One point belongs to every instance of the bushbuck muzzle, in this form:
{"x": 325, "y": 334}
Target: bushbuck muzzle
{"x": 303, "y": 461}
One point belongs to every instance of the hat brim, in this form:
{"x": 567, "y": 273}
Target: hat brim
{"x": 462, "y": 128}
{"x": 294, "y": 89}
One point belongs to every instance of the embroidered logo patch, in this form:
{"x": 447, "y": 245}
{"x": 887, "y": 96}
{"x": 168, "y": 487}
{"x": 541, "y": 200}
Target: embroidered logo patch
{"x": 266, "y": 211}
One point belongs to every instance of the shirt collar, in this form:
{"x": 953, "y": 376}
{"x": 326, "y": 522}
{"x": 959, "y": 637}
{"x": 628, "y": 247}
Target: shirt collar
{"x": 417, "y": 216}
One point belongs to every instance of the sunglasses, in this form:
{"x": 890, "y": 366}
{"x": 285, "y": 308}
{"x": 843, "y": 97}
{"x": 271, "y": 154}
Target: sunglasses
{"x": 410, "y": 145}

________________

Could you rewrite the data, starting at the line containing "One point belongs to every instance of the hat" and ending at the last line of the data, as a JSON list of strings with one string per line and no blank lines?

[
  "One point belongs to every instance of the hat brim, in this form:",
  "{\"x\": 567, \"y\": 273}",
  "Target: hat brim",
  "{\"x\": 462, \"y\": 128}",
  "{\"x\": 294, \"y\": 89}",
  "One point belongs to every instance of the embroidered logo patch, in this form:",
  "{\"x\": 447, \"y\": 245}",
  "{\"x\": 887, \"y\": 96}",
  "{\"x\": 168, \"y\": 487}",
  "{\"x\": 541, \"y\": 200}",
  "Target: embroidered logo patch",
  "{\"x\": 266, \"y\": 211}",
  "One point belongs to every instance of the shirt collar, in this form:",
  "{\"x\": 953, \"y\": 376}",
  "{\"x\": 326, \"y\": 522}",
  "{\"x\": 959, \"y\": 637}",
  "{\"x\": 628, \"y\": 247}",
  "Target: shirt collar",
  "{\"x\": 417, \"y\": 216}",
  "One point belongs to every instance of the sunglasses, in this form:",
  "{\"x\": 890, \"y\": 366}",
  "{\"x\": 285, \"y\": 308}",
  "{\"x\": 843, \"y\": 97}",
  "{\"x\": 271, \"y\": 154}",
  "Target: sunglasses",
  "{\"x\": 410, \"y\": 145}"
]